[Given instruction]: Copy out the data from the line containing "the saddle, placing" through the end of the data, with every line reproduced and the requests and their sample points left unchanged. Add -130 to each coordinate in the answers only.

-------- Exercise materials --------

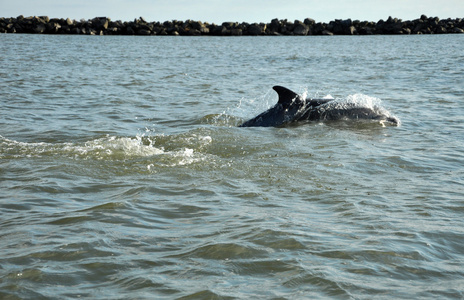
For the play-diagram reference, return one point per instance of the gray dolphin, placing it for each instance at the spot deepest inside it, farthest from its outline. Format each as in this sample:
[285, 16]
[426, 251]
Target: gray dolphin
[292, 108]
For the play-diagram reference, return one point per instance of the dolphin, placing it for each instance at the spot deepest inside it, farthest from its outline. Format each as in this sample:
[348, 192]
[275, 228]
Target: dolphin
[292, 108]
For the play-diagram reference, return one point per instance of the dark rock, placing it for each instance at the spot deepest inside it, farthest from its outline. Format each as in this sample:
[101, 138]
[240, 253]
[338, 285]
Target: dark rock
[255, 29]
[236, 32]
[326, 32]
[39, 28]
[301, 29]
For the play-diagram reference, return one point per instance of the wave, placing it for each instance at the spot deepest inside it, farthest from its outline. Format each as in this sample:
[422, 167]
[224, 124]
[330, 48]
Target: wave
[152, 150]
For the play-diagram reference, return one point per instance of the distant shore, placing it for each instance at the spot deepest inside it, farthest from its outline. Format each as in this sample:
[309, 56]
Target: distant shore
[105, 26]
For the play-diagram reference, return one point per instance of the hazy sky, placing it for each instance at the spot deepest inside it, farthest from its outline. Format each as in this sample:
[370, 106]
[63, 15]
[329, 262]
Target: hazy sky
[219, 11]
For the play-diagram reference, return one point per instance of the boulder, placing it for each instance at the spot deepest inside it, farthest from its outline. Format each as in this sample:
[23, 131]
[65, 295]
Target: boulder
[255, 29]
[301, 29]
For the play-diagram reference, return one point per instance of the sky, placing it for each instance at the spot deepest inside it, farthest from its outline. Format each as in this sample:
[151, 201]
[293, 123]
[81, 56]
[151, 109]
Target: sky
[218, 11]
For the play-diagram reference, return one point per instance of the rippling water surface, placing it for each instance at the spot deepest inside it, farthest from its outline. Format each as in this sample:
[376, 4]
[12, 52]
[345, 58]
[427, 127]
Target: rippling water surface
[123, 174]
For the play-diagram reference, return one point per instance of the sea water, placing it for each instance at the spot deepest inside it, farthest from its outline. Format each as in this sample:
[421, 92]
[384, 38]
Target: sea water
[123, 174]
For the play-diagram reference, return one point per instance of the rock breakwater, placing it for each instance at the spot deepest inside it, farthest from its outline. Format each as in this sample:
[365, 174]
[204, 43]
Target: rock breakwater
[105, 26]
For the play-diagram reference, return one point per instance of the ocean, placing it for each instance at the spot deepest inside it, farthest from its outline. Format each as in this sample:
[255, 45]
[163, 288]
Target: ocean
[124, 174]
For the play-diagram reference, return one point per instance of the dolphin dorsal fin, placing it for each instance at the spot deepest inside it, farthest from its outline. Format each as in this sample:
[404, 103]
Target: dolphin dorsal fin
[286, 96]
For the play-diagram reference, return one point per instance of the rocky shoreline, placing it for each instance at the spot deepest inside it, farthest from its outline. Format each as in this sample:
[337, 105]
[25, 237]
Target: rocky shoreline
[105, 26]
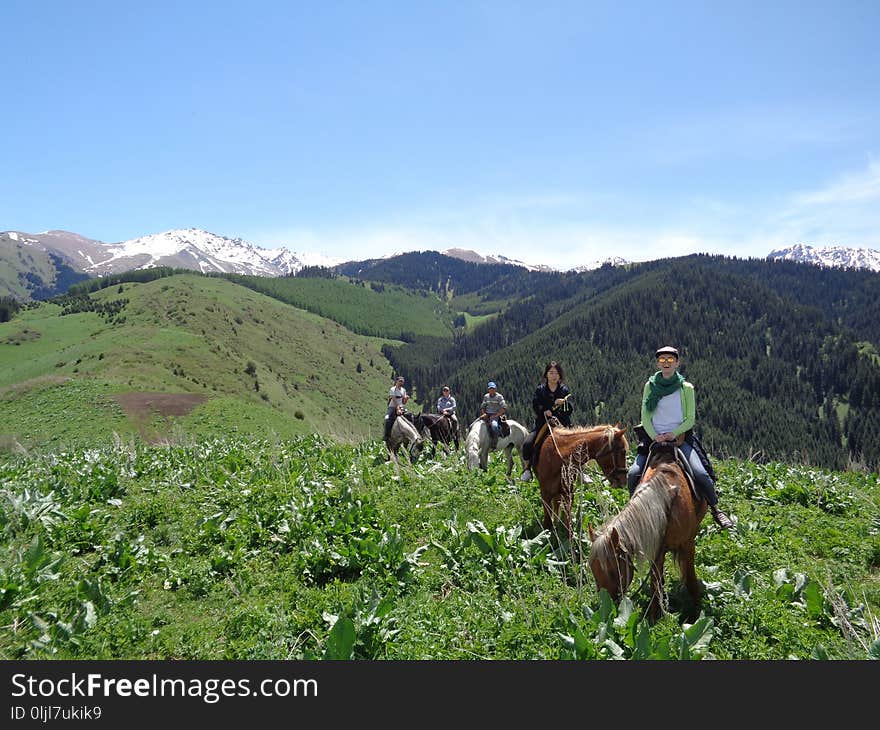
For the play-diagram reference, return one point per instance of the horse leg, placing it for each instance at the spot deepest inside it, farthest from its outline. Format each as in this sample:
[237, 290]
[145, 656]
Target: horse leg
[547, 504]
[658, 594]
[688, 572]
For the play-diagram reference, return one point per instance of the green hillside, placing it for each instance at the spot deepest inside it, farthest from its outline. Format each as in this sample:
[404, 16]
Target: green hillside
[776, 374]
[261, 366]
[27, 273]
[278, 550]
[381, 310]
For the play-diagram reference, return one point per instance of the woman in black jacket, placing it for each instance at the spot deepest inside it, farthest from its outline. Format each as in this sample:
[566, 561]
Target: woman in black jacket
[552, 399]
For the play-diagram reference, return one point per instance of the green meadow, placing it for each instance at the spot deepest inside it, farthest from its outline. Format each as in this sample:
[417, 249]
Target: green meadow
[263, 366]
[303, 548]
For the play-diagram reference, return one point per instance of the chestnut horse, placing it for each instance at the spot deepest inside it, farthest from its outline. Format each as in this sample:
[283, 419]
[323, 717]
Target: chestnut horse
[440, 428]
[662, 516]
[563, 454]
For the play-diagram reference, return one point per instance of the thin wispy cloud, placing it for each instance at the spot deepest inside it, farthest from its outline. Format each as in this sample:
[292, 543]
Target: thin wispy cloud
[859, 187]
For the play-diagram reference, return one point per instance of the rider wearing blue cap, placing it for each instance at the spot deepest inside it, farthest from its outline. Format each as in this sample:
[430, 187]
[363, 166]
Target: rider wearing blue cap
[492, 408]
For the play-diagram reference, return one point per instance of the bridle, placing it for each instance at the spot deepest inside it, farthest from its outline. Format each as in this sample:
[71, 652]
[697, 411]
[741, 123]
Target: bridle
[616, 449]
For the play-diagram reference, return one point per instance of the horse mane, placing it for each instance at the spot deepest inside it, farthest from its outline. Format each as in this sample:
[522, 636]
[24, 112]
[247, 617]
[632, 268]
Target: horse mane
[569, 439]
[641, 524]
[472, 444]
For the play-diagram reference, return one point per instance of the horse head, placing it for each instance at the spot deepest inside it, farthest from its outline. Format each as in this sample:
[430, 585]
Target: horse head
[611, 455]
[610, 562]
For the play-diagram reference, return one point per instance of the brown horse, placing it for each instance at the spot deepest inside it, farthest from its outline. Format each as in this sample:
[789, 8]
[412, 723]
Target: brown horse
[562, 455]
[662, 516]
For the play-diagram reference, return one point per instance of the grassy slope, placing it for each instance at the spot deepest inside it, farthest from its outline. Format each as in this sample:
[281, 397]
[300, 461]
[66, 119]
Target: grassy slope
[182, 335]
[241, 550]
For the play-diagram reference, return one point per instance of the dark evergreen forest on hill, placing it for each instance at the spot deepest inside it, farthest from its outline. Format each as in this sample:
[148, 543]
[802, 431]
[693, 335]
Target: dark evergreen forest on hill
[783, 355]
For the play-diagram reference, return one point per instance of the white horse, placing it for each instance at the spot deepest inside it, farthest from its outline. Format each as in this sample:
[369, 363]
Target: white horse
[478, 444]
[404, 433]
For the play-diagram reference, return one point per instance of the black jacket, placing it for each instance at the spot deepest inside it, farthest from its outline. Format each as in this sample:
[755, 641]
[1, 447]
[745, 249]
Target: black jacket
[544, 400]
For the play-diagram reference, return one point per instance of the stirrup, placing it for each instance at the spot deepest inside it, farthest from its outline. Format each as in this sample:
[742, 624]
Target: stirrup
[724, 522]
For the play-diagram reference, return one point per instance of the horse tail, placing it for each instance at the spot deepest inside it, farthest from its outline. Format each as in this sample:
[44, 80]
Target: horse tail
[472, 446]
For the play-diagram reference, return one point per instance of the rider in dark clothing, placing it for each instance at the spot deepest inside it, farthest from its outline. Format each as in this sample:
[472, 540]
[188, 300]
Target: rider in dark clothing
[552, 399]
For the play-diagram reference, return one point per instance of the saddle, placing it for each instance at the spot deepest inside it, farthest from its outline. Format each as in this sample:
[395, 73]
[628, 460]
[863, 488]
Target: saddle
[645, 443]
[657, 450]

--------

[Expected answer]:
For the play-diagram reference, return one point per instance of the saddle, placing it for each instance at the spot deepest inside it, farthest from its outline. Format each as in this sample:
[395, 73]
[628, 460]
[863, 488]
Target: saddle
[515, 313]
[527, 320]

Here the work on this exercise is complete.